• **Vorliegender Text**:
###
Die Tätigkeit der Einrichtungen erfolgt somit nicht in Vollziehung der Gesetze; mangels Betrauung mit der Vollziehung hoheitlicher Aufgaben ist eine Einbindung von Einrichtungen als beliehene öffentlich rechtliche Unternehmen in den Bereich hoheitlicher Vollziehung zu verneinen. Ist die Voraussetzung der Zuordnung zum Bereich der Hoheitsverwaltung nicht erfüllt, sind weder die Einrichtung noch deren Mitarbeiter Organe iSd § 1 Abs 2 AHG.

Auf die Frage, ob der Mitarbeiterin des Tierschutzhauses, die dem Kläger den Hund übergab, als Organ iSd § 1 Abs 2 AHG ein haftungsbegründendes Verhalten vorwerfbar ist, muss daher nicht weiter eingegangen werden.

Dies führt zur Abänderung des Zwischenurteils des Berufungsgerichts (vorbehaltlich seines bereits in Rechtskraft erwachsenen abweisenden Teils) im Sinne einer Wiederherstellung des Ersturteils bezüglich des Leistungsbegehrens.
###
• **Aufgabe A**: Welches Urteil wird laut dem Text zur Amtshaftung hinsichtlich des Leistungsbegehrens wiederhergestellt?
• **Aufgabe B**: Führen Sie den Text zur Amtshaftung im Fall des Tierschutzhauses im Anschluss an seinen letzten Satz fort.
Die nachstehende Liste wird für die Bearbeitung nicht benötigt.

Gespeicherte Einträge:
###
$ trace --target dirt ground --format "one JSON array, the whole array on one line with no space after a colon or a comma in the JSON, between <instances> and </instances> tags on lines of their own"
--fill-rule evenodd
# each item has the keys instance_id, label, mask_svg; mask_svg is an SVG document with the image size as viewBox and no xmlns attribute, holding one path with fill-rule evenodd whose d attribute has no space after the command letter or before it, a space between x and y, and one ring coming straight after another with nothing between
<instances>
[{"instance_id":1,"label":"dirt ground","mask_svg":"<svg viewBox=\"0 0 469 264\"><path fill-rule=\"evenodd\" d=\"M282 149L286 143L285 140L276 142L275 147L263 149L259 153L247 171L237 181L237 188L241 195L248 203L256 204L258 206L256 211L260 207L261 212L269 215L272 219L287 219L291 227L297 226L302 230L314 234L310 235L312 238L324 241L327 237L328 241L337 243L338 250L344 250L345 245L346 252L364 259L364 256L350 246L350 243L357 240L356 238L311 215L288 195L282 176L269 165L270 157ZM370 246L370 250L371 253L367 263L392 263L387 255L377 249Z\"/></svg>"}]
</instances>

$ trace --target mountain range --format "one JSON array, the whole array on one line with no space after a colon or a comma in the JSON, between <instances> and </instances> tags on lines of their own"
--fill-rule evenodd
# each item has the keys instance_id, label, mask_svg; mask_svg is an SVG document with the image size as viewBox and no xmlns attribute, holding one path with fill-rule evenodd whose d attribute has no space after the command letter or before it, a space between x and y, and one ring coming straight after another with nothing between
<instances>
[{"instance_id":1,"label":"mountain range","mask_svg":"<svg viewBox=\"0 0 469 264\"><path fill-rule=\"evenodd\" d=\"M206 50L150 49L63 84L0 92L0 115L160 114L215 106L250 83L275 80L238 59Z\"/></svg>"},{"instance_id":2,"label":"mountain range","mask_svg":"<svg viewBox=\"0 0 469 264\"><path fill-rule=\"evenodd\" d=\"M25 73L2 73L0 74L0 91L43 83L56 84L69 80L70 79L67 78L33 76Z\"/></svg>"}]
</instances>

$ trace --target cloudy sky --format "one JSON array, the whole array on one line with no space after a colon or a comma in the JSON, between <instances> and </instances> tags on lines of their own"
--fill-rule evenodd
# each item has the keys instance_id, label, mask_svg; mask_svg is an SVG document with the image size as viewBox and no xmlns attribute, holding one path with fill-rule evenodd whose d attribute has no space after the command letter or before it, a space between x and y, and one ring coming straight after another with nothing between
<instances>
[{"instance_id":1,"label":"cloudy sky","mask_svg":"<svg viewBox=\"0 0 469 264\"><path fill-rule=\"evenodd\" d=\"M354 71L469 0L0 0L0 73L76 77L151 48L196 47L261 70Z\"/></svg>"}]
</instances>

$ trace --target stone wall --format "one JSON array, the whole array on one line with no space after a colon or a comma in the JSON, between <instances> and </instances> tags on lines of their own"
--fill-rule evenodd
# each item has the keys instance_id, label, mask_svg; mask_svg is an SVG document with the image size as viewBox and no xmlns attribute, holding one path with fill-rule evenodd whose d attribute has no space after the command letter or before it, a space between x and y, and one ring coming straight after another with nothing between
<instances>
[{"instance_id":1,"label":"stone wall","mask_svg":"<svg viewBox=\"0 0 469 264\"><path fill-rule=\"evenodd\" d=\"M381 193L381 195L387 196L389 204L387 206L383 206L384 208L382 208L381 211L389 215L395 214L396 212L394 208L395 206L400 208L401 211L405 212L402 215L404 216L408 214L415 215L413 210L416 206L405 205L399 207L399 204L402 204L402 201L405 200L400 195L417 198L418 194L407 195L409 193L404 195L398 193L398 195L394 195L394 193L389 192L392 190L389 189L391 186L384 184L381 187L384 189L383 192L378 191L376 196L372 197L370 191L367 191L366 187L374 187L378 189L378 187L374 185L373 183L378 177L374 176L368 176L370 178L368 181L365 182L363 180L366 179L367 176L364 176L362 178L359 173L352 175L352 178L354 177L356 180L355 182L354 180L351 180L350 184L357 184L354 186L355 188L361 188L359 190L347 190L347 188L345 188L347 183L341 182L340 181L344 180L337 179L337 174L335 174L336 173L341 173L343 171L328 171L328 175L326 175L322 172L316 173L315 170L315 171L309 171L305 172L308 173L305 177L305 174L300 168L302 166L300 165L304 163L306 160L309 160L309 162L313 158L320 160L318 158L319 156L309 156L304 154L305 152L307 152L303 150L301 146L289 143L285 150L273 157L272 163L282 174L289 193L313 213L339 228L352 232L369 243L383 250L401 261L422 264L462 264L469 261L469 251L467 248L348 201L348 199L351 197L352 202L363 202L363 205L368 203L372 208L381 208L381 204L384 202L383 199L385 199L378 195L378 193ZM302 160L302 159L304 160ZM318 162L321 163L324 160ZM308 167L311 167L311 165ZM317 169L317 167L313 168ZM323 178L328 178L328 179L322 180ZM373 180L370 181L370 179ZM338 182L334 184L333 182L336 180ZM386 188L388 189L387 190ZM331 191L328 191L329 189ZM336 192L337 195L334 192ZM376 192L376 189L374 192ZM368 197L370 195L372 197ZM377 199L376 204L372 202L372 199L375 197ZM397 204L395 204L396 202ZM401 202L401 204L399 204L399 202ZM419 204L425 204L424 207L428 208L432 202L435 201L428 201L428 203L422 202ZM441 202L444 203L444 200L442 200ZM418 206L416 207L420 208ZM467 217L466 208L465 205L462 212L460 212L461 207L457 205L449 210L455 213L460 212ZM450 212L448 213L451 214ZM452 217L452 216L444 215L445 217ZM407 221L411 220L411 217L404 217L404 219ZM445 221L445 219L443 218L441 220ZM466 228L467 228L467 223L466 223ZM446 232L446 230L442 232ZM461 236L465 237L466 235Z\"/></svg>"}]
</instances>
###
• **Antwort A**: Das Ersturteil.

• **Antwort B**:
II. Soweit sich das insoweit als Rekurs zu wertende Rechtsmittel gegen den Beschluss des Berufungsgerichts wendet, mit dem dieses das erstgerichtliche Urteil zum Teil aufgehoben und dem Gericht erster Instanz eine neuerliche, nach Ergänzung des Verfahrens zu fällende Entscheidung aufgetragen ist, ist es unzulässig:

Gemäß § 519 Abs 1 Z 2 ZPO ist gegen einen Aufhebungsbeschluss des Berufungsgerichts der Rekurs nur zulässig, wenn das Berufungsgericht dabei ausgesprochen hat, dass der Rekurs an den Obersten Gerichtshof zulässig sei. Ein derartiger Ausspruch wurde vom Berufungsgericht nicht gesetzt; dessen ungeachtet richtet sich das Rechtsmittel der Beklagten auch gegen den Aufhebungsbeschluss. Fehlt aber im Aufhebungsbeschluss des Berufungsgerichts ein Ausspruch, dass der Rekurs an den Obersten Gerichtshof zulässig sei, ist ein Rechtsmittel dagegen - auch ein außerordentlicher Rekurs - jedenfalls unzulässig ( Kodek in Rechberger 3 § 519 ZPO Rz 18; Zechner in Fasching/Konecny2 § 519 ZPO Rz 55; jeweils mwN).

Der Kostenvorbehalt beruht auf § 52 ZPO.